What you should do:
Each line containing the word "post" must be copied from the material below.

Records for the task:
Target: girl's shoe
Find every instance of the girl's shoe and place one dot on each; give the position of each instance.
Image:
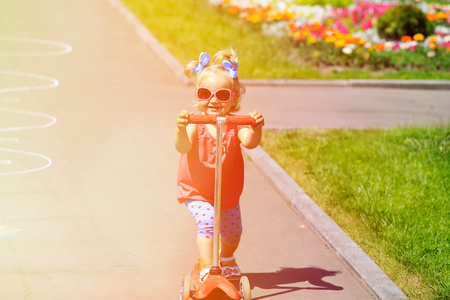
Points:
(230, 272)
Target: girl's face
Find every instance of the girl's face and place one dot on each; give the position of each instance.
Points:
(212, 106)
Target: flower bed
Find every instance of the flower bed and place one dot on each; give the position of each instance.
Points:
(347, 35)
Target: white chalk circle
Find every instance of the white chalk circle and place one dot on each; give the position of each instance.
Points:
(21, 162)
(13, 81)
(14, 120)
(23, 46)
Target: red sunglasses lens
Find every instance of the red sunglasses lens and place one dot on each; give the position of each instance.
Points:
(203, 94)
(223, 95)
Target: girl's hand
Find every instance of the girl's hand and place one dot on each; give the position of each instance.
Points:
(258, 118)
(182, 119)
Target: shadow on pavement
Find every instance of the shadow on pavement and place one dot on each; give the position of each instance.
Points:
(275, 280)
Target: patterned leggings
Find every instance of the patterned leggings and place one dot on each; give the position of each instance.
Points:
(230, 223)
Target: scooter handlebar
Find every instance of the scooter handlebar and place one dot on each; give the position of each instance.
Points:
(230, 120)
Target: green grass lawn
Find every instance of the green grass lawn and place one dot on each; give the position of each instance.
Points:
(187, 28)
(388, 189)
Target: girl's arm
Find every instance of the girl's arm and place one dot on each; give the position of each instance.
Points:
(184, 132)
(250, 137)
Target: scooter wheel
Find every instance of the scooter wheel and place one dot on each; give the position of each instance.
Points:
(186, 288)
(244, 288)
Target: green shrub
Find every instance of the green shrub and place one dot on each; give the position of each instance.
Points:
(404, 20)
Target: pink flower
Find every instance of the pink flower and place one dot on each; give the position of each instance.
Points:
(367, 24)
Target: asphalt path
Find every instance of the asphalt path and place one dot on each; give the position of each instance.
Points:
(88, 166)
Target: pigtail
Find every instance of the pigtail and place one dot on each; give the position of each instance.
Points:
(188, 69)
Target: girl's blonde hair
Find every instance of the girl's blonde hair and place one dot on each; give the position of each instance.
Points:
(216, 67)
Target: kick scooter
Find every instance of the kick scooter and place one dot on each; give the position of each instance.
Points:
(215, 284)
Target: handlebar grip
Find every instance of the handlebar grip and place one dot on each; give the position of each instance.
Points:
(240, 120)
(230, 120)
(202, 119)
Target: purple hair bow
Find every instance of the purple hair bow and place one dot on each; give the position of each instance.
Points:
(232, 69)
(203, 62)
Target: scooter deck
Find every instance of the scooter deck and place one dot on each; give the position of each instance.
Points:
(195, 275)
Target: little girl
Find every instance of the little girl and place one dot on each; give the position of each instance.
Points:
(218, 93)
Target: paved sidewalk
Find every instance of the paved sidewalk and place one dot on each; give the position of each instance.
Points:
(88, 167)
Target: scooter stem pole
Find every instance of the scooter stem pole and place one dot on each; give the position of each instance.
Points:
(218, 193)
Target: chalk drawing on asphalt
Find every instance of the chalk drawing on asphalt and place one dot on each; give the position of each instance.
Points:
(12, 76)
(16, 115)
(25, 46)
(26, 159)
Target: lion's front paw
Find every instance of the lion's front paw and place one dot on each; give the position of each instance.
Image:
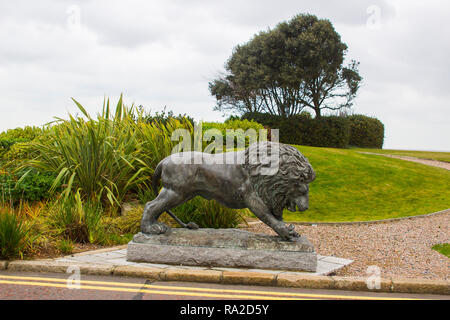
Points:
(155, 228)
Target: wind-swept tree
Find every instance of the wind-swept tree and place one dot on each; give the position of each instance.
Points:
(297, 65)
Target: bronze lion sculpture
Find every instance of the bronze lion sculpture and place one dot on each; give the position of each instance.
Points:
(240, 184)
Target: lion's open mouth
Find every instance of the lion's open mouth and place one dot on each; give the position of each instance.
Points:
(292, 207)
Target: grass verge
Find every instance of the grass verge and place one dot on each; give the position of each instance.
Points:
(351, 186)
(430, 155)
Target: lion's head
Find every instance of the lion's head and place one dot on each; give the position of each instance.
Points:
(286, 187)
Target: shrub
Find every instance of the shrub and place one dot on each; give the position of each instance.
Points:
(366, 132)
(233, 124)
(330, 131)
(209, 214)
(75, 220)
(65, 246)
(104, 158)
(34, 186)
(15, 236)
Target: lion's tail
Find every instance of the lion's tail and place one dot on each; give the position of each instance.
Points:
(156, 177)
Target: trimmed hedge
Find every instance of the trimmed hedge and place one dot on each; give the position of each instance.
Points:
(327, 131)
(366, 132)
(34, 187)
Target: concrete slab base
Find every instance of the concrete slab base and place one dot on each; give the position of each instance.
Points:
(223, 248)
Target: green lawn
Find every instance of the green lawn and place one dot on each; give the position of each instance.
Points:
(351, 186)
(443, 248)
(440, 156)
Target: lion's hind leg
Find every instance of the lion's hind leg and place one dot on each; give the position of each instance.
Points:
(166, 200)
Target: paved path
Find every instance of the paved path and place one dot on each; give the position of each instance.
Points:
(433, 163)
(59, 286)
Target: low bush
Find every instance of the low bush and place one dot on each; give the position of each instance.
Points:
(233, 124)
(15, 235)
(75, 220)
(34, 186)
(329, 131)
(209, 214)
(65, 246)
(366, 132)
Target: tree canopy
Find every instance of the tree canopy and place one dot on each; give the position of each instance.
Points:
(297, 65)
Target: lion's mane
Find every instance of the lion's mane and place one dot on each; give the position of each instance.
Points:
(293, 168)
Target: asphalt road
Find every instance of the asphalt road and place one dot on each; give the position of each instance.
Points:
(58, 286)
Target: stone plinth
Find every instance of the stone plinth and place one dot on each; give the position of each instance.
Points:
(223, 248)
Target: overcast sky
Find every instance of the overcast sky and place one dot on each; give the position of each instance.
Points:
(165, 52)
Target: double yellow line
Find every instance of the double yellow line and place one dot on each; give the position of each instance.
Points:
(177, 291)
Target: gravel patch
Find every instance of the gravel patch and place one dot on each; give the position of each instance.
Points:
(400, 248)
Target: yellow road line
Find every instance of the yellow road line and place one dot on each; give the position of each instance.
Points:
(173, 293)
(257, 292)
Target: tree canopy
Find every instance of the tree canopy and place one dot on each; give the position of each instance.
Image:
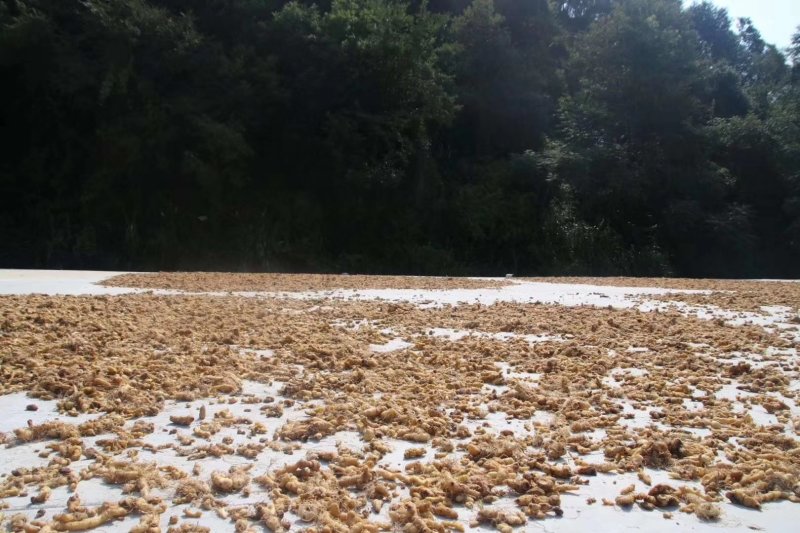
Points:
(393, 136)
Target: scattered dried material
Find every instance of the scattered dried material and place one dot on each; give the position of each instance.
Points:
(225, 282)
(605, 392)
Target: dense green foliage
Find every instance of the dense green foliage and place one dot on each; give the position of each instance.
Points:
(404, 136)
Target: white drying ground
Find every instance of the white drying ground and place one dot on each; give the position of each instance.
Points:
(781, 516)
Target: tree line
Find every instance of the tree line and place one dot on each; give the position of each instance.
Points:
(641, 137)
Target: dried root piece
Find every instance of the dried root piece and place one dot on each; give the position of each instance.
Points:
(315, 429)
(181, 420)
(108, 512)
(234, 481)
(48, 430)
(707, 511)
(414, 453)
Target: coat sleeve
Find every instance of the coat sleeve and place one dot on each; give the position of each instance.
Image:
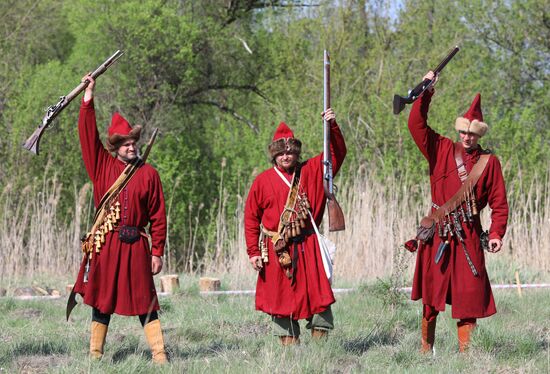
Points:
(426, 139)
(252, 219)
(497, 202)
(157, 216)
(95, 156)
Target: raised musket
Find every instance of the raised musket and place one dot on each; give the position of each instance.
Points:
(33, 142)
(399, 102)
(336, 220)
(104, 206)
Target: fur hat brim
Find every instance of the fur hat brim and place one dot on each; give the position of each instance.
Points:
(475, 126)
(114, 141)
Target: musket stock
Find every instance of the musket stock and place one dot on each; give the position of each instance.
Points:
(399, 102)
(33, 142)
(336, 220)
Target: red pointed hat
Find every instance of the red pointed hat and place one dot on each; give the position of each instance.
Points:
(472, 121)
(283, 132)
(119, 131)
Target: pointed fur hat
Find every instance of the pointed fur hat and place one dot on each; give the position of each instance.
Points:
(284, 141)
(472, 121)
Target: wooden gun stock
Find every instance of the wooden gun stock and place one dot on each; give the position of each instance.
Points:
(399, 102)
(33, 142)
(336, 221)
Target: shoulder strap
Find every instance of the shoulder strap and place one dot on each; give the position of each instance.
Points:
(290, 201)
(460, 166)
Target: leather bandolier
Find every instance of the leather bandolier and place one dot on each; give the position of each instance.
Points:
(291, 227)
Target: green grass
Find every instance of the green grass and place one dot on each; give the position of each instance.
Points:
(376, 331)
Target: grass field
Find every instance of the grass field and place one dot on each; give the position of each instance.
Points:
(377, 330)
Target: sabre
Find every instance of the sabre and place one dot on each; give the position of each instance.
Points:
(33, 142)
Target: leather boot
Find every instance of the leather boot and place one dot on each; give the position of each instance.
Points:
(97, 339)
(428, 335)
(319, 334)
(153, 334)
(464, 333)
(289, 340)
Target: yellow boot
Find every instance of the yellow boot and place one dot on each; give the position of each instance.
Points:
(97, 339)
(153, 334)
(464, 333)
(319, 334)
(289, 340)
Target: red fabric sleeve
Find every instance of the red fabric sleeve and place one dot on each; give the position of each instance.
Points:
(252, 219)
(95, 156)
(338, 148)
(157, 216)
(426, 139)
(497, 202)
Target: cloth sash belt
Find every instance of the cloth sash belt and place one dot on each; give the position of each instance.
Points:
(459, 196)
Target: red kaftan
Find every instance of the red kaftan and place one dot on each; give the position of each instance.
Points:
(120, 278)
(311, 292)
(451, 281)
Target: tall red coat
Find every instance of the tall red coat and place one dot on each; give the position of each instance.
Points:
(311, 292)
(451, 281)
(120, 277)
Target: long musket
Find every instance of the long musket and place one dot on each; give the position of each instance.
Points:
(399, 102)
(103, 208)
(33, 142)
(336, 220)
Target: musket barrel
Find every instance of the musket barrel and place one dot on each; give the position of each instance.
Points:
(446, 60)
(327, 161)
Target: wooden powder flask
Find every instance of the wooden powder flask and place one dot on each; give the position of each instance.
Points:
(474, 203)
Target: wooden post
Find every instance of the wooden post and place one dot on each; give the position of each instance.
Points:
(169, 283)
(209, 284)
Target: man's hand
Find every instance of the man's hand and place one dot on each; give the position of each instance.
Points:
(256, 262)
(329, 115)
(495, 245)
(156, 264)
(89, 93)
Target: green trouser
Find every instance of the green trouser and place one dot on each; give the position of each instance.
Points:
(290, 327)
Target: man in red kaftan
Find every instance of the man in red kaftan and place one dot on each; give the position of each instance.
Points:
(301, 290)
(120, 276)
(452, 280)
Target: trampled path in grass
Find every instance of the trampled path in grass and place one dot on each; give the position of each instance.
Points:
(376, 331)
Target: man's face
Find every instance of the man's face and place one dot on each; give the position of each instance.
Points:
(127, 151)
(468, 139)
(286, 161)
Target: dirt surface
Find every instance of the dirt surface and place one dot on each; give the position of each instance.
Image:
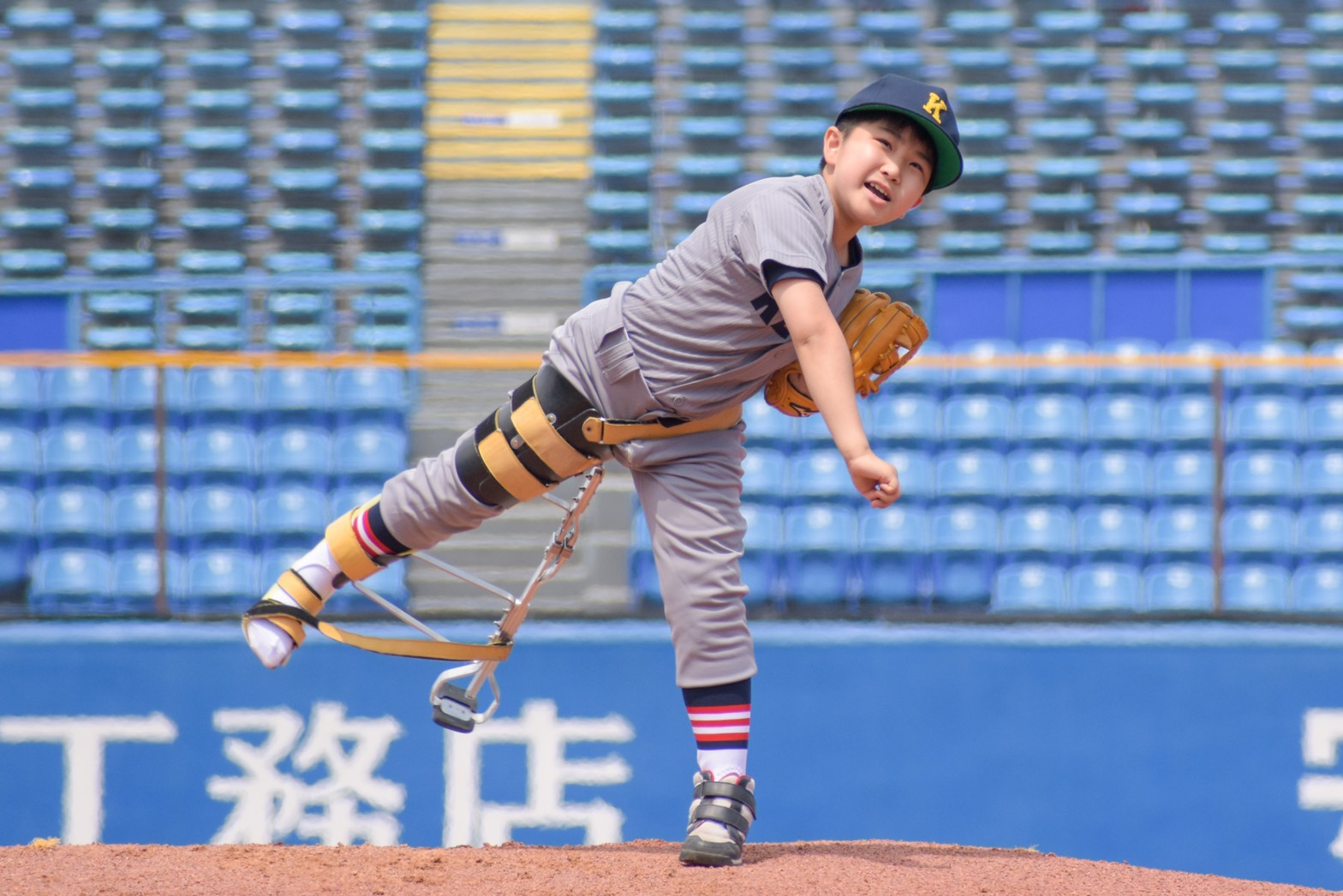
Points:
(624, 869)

Expected answer:
Target: wooden post
Find every instance of the wooden post and place one dot on each; give the position of each instance.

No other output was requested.